Return the lines of the data below verbatim, from the line with "Expected: one point per instance of the red" up to and including the line with "point(110, 229)".

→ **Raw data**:

■ ■ ■ ■ ■

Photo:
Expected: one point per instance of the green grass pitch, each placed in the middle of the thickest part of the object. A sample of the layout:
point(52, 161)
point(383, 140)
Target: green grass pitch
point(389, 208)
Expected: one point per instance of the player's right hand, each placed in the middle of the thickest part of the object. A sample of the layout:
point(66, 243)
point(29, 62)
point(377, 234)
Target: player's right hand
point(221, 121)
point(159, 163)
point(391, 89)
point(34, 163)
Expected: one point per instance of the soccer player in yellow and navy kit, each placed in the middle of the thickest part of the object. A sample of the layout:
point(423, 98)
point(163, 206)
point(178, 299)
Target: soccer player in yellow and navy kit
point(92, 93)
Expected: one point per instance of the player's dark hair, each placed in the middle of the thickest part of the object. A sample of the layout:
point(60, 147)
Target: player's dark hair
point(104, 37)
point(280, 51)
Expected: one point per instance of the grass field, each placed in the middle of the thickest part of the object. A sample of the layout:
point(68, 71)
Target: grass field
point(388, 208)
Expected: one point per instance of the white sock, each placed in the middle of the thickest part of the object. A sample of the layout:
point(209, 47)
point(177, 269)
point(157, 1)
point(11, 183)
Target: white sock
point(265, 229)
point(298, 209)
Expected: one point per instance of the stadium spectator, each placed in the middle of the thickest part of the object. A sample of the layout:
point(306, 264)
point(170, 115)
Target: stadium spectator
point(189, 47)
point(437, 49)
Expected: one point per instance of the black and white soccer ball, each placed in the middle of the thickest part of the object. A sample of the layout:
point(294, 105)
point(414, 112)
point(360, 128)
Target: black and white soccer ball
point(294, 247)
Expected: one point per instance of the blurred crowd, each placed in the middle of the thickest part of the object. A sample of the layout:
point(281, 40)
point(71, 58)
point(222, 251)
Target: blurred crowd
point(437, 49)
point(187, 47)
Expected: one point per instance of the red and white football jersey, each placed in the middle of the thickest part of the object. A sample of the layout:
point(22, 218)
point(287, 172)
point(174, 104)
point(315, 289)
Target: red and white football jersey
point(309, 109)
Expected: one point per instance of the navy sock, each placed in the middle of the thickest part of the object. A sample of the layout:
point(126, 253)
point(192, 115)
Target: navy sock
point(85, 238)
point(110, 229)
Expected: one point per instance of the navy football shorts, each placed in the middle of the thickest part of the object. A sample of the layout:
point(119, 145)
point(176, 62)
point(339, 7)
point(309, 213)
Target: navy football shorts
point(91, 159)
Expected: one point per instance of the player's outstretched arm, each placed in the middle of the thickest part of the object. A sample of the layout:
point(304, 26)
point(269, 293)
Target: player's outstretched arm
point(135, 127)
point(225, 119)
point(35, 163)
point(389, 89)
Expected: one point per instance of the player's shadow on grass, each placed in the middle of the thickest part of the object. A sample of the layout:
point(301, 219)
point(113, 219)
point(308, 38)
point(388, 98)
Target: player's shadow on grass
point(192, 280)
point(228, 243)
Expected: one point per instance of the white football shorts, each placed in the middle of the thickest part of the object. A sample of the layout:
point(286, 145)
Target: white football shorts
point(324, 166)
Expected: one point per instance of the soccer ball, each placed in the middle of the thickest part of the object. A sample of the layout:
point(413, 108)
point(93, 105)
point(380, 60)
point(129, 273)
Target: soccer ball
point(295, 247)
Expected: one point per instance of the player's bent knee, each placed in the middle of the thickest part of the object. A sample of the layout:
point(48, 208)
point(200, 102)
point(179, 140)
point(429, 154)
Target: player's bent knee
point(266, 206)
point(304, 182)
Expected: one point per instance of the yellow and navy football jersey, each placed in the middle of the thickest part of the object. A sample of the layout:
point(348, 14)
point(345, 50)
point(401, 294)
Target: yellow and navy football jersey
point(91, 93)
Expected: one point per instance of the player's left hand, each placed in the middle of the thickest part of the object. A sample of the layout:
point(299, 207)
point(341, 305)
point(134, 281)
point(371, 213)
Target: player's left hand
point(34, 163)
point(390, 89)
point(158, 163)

■ ■ ■ ■ ■

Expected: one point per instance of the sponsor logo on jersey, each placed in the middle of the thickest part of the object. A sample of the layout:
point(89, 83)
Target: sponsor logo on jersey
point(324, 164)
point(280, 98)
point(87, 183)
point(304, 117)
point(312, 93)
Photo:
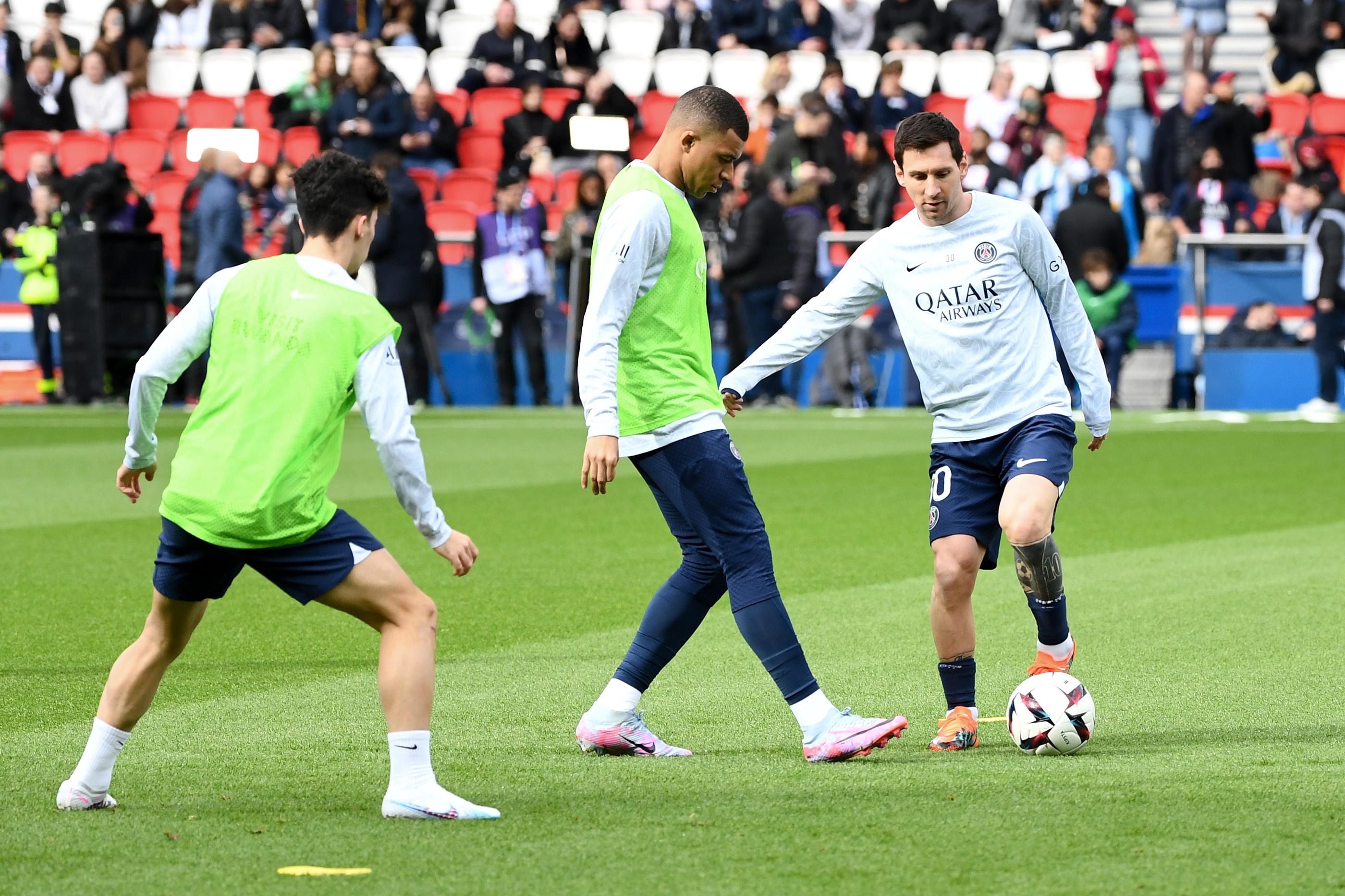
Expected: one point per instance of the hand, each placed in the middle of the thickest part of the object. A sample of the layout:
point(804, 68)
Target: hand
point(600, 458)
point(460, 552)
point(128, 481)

■ ■ ■ ■ ■

→ **TASK RESPONSE**:
Expected: one point per instance of the red and white football jersey, each placed in the middle of the thickest part of the object. A sample of the layout:
point(22, 218)
point(287, 172)
point(174, 104)
point(315, 289)
Target: red and white football jersey
point(309, 109)
Expected: one point per instance of the navy sock, each placed in the middle of the thickest part of the object. A sample of the layout:
point(126, 253)
point(192, 115)
Target: navy sock
point(85, 238)
point(110, 229)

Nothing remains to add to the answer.